***** Extracted records *****

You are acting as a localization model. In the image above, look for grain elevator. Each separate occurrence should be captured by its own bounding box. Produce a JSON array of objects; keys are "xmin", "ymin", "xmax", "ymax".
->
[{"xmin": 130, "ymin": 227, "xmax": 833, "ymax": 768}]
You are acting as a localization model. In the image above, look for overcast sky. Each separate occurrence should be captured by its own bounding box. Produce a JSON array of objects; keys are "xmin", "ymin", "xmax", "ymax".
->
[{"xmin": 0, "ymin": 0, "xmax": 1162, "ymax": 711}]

*****

▶ _Given instruction_
Repeat every one of the records above word for word, changing nothing.

▶ _Task solution_
You are acting as a localization model. In the image above, look for grain elevator. Each separate occurrence should be captured by its own bounding box. Produce a JSON array of objects; keys are "xmin", "ymin", "xmax", "ymax".
->
[{"xmin": 130, "ymin": 227, "xmax": 833, "ymax": 768}]
You are acting as a localization model. In the image above, look for overcast sky. Each separate occurrence should be captured by its own bounding box. Produce a JSON array of objects; keys are "xmin", "ymin", "xmax", "ymax".
->
[{"xmin": 0, "ymin": 0, "xmax": 1162, "ymax": 711}]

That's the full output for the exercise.